== The problem ==
Find every line in the records that contains the word "shirt" and copy each of those lines in full.

== Records ==
# # # # #

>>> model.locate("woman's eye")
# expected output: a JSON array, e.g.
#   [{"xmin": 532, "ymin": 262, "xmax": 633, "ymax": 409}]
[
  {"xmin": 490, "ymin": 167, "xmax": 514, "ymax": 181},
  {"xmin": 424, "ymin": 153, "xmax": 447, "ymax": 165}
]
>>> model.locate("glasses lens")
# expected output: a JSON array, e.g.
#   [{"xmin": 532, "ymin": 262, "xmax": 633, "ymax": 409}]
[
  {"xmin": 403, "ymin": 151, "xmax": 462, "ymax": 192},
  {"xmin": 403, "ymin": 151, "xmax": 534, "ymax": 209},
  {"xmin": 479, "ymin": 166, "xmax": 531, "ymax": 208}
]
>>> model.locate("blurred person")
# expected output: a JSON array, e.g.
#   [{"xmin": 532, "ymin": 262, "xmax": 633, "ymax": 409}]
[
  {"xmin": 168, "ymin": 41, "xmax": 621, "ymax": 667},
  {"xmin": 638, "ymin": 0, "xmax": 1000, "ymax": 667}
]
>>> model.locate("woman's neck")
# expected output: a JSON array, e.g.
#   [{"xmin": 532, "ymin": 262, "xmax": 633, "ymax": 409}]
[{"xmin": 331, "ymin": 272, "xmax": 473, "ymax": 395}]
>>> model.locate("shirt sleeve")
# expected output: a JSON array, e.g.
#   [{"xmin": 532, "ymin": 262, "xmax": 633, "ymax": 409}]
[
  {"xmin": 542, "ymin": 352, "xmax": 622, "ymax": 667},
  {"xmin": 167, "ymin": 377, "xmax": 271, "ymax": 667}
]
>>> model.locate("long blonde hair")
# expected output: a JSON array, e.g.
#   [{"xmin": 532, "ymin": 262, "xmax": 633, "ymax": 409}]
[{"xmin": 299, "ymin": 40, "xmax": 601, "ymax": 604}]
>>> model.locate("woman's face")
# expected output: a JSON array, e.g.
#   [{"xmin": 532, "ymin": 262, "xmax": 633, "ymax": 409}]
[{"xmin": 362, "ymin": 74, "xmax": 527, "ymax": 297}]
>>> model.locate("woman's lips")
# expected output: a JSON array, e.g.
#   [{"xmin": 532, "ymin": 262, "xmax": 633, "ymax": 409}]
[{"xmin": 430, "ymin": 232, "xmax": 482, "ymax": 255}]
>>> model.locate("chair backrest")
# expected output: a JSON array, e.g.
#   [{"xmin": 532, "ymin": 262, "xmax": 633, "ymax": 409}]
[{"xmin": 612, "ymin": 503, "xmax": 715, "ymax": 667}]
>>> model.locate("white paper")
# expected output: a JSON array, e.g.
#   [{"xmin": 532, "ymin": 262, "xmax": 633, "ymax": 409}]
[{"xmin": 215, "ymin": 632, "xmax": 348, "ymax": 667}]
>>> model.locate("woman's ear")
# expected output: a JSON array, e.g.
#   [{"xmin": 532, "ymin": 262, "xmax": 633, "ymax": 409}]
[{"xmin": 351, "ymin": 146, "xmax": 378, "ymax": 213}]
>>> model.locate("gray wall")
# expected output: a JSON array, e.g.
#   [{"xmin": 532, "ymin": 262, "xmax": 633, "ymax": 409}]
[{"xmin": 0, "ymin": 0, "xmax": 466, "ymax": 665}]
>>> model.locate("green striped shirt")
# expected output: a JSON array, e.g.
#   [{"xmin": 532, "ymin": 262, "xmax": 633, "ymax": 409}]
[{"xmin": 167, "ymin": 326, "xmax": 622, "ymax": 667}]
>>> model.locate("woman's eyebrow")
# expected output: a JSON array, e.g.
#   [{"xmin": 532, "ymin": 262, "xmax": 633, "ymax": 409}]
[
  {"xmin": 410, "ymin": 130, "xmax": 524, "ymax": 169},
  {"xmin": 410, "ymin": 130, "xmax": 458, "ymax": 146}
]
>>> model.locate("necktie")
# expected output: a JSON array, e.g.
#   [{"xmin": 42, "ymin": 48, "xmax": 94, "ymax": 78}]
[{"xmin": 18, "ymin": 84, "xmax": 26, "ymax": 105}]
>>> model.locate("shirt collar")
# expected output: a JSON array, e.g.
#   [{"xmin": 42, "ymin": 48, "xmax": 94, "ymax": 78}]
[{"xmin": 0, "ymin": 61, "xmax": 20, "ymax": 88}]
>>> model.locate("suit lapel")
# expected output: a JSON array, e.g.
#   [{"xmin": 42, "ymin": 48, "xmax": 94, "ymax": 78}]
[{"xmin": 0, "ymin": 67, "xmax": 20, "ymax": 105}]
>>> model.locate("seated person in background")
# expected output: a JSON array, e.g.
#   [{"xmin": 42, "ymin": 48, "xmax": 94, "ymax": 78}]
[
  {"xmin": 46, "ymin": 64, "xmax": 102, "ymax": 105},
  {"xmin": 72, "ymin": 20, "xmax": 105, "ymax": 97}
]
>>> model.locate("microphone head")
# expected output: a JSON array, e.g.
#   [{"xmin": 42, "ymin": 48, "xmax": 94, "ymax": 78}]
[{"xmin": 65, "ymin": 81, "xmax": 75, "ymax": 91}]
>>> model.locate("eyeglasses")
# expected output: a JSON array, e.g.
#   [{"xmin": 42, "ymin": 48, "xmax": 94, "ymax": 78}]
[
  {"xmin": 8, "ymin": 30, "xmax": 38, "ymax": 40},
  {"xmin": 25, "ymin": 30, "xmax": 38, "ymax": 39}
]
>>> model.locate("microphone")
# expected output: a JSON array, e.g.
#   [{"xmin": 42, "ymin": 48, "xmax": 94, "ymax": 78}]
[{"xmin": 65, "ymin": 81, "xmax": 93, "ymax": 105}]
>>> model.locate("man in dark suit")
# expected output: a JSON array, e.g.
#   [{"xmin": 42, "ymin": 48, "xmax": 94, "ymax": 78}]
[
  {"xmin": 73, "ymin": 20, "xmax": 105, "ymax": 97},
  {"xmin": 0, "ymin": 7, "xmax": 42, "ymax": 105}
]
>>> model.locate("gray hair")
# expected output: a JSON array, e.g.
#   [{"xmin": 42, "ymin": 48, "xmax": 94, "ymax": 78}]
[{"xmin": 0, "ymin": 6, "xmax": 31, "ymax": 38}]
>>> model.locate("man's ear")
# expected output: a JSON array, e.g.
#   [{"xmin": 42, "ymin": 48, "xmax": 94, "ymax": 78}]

# # # # #

== Output of the exercise ==
>>> model.locate("shirt sleeve")
>>> model.locate("green striped shirt")
>>> model.locate("shirt collar")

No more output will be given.